GIVEN INSTRUCTION: Locate the line that contains "target | storefront building" in the entries below. Retype it and all following lines through the final one, character for character.

━━ SUPPLIED RECORDS ━━

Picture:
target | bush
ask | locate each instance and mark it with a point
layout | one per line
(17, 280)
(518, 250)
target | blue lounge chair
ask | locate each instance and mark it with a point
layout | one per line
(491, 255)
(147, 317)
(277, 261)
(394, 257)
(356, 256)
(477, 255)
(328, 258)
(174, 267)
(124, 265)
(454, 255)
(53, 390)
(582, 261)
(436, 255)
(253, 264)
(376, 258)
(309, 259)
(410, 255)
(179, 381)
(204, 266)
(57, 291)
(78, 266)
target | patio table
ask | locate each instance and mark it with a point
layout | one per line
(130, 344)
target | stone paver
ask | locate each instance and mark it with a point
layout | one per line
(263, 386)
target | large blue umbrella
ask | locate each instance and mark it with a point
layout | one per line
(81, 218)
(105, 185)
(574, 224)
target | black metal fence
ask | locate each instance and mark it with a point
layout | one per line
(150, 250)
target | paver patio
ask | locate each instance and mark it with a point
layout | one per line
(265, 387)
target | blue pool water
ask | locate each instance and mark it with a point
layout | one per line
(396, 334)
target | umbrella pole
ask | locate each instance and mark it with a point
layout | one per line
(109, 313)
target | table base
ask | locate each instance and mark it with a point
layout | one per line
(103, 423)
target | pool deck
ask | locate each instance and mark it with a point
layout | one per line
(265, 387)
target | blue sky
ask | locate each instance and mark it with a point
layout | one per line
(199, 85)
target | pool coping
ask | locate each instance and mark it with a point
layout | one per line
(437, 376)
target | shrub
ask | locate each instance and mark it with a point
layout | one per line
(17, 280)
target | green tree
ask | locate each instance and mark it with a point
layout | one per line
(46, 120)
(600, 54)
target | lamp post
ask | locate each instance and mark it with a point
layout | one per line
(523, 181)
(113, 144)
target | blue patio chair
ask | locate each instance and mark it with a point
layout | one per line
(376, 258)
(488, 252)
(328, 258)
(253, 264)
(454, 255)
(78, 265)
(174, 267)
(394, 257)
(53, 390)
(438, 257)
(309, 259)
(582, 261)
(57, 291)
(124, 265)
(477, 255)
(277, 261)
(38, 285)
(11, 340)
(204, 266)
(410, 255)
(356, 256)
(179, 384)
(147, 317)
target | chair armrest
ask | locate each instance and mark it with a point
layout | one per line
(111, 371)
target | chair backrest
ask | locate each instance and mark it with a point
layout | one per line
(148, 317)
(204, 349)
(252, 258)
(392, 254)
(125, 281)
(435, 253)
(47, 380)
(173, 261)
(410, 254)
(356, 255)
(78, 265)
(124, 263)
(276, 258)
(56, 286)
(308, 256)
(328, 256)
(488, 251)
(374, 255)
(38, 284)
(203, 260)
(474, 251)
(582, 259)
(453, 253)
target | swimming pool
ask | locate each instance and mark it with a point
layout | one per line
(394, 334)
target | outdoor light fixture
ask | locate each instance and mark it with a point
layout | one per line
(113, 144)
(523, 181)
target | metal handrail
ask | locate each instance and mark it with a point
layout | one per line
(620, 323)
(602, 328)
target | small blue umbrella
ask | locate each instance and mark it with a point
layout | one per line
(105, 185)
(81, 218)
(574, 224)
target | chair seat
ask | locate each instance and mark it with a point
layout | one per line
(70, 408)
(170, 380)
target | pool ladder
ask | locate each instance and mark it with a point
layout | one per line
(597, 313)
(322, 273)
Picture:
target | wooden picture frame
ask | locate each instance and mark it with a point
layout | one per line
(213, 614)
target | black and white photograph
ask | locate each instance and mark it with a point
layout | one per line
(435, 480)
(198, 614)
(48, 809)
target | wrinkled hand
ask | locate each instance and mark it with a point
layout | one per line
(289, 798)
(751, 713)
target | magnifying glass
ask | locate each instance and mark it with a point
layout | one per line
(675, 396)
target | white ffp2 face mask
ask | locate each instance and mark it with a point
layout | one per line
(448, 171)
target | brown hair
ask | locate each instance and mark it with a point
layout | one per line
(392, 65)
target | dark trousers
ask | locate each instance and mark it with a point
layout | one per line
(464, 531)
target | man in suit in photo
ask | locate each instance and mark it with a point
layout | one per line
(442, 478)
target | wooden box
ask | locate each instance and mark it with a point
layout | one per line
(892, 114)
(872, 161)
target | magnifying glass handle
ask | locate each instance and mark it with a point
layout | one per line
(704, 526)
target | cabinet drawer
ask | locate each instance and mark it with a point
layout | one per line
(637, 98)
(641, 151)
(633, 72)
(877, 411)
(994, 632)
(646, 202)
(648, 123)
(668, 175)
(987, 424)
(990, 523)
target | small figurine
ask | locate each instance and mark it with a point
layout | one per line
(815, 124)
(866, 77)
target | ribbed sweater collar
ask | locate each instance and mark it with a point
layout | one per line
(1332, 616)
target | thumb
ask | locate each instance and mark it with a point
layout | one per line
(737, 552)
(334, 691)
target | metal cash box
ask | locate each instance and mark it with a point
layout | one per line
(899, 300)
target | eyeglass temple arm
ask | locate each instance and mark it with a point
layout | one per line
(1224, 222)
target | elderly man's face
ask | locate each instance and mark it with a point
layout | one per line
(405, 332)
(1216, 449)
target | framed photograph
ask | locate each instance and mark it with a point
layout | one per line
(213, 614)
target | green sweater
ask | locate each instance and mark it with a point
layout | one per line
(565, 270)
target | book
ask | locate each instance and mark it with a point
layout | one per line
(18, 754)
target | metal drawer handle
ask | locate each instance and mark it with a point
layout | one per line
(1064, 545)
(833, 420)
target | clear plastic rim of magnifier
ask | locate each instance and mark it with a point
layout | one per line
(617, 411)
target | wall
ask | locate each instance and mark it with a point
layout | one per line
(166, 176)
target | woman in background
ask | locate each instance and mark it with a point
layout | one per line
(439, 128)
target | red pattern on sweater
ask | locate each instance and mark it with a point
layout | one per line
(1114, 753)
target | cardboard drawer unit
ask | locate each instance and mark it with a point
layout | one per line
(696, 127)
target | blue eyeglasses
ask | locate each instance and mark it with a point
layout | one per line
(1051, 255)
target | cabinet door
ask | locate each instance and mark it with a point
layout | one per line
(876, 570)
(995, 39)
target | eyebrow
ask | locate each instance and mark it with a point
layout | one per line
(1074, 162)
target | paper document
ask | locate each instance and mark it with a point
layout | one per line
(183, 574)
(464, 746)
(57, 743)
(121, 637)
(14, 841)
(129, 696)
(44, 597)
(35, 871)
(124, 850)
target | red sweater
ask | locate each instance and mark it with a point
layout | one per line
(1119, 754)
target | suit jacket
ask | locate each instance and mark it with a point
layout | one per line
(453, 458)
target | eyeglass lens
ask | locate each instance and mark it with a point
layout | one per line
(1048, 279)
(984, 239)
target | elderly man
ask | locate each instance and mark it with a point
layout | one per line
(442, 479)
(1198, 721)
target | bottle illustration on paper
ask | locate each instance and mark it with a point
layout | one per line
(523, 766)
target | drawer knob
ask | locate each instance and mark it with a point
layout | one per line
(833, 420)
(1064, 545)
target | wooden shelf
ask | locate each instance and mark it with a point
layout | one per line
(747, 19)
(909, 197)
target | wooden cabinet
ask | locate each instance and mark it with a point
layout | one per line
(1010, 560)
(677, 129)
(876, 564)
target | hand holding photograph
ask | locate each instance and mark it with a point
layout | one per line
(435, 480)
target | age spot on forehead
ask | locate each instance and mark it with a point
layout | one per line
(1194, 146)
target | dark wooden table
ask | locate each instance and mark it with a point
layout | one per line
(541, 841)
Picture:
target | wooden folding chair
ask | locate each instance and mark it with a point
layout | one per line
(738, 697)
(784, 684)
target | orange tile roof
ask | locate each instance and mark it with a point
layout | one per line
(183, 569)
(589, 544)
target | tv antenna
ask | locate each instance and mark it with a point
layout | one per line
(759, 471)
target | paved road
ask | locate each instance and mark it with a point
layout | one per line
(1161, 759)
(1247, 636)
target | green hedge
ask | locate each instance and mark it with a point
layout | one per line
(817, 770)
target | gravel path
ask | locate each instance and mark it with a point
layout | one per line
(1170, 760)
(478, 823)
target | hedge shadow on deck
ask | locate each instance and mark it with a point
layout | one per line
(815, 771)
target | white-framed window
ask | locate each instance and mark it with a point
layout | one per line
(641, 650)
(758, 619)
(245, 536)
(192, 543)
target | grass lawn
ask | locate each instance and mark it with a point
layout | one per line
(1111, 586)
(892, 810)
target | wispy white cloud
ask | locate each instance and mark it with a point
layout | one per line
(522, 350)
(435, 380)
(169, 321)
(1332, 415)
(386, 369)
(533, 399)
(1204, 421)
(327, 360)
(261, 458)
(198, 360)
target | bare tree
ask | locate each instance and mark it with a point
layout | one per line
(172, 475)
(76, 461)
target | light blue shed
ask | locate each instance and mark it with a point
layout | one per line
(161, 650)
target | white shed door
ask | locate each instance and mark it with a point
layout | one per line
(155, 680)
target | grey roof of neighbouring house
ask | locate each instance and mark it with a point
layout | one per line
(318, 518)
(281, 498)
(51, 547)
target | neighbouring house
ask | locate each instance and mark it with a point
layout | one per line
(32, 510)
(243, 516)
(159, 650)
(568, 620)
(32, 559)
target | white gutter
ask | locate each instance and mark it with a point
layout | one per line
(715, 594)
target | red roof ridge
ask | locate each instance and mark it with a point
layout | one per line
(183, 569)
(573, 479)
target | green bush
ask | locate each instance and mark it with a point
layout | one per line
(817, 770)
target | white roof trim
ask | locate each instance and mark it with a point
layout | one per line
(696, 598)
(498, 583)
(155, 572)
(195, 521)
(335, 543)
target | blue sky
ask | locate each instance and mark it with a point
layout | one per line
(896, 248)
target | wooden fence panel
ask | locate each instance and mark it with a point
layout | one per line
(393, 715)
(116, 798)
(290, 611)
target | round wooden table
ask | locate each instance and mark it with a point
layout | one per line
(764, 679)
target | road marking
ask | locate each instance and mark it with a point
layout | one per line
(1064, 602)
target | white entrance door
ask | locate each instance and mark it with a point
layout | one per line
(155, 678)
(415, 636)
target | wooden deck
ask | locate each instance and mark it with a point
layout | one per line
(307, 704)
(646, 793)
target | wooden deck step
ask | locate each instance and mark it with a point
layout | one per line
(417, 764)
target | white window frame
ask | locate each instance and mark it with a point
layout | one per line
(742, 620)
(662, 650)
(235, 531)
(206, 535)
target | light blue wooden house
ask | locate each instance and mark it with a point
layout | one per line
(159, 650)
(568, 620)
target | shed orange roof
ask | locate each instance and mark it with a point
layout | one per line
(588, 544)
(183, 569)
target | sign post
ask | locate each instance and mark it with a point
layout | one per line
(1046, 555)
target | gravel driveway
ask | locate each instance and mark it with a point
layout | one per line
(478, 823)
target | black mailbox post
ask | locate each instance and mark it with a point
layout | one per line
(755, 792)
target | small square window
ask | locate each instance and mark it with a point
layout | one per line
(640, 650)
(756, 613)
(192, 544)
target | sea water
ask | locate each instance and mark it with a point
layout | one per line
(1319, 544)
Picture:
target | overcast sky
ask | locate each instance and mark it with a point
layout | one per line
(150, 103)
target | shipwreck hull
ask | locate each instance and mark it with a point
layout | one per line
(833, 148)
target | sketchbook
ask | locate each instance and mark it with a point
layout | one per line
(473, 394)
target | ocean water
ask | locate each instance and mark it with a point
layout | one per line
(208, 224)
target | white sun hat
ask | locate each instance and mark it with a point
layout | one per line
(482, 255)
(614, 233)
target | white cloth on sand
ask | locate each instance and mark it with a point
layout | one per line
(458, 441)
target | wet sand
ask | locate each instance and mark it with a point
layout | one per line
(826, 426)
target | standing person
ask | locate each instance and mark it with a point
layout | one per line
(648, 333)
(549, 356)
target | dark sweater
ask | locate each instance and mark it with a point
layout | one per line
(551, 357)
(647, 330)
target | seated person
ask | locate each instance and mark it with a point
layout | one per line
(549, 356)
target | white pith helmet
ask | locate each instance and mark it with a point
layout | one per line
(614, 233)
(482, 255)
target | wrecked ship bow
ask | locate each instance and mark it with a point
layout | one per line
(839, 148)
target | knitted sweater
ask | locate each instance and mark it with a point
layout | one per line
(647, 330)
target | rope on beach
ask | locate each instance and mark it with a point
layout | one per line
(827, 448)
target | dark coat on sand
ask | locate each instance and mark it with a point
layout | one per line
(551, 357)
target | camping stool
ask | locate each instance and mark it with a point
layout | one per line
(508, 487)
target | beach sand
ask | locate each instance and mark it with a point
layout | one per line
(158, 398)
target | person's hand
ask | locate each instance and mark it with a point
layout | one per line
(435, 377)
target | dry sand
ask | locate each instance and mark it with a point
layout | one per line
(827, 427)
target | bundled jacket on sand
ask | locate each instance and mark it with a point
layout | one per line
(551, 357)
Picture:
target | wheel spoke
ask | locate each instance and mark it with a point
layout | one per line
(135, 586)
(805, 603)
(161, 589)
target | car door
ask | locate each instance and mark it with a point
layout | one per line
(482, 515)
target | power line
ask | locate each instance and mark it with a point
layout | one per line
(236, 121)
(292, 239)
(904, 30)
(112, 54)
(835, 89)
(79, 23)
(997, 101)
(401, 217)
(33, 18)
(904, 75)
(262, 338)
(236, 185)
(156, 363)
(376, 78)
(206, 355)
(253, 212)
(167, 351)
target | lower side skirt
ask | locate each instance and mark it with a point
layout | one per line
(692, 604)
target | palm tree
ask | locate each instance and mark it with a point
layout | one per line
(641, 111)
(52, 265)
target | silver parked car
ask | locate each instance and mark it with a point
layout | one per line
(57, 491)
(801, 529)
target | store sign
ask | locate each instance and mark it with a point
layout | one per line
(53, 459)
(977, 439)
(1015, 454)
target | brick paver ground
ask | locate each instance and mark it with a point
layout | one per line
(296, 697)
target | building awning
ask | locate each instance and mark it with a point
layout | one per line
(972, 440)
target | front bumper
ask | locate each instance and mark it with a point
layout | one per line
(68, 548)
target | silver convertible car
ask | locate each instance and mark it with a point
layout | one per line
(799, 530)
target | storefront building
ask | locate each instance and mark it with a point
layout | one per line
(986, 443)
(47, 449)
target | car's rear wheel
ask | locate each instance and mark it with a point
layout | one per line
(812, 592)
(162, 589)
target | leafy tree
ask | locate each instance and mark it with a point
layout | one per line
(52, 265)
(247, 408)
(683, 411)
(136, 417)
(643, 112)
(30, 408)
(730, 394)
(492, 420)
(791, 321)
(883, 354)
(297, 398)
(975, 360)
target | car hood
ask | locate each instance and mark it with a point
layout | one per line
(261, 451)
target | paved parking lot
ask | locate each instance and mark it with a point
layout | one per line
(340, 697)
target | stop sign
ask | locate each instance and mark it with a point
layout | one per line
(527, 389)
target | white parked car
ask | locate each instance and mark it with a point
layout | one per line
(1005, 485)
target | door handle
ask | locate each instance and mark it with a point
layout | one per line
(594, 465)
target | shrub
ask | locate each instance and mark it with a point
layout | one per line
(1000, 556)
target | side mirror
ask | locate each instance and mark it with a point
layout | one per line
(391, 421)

━━━

CORRECT ANSWER:
target | storefront building
ask | locate each instance and mark it with a point
layout | one per line
(986, 443)
(47, 449)
target | car's rear wheel
ask | locate each instance and mark it with a point
layout | one per line
(812, 592)
(162, 589)
target | leafy tree
ask | locate each instance and mark it with a point
layout | one per line
(52, 265)
(247, 408)
(683, 411)
(136, 417)
(643, 112)
(30, 408)
(730, 394)
(492, 420)
(791, 321)
(883, 354)
(297, 398)
(975, 360)
target | car hood
ask | locate each instance and mark it with a point
layout | one per line
(261, 451)
target | paved parking lot
ask | locate each instance and mark it with a point
layout | one per line
(340, 697)
target | stop sign
ask | locate each instance and mark it with a point
layout | one per line
(527, 389)
target | white parked car
ask | locate each instance and mark it with a point
layout | one per line
(1005, 485)
target | door handle
ask | locate each instance and mark it with a point
layout | one per line
(594, 465)
target | shrub
ask | locate each instance and mark it with a point
layout | one per line
(1000, 556)
target | side mirror
ask | locate each instance and mark it with a point
layout | one per line
(391, 421)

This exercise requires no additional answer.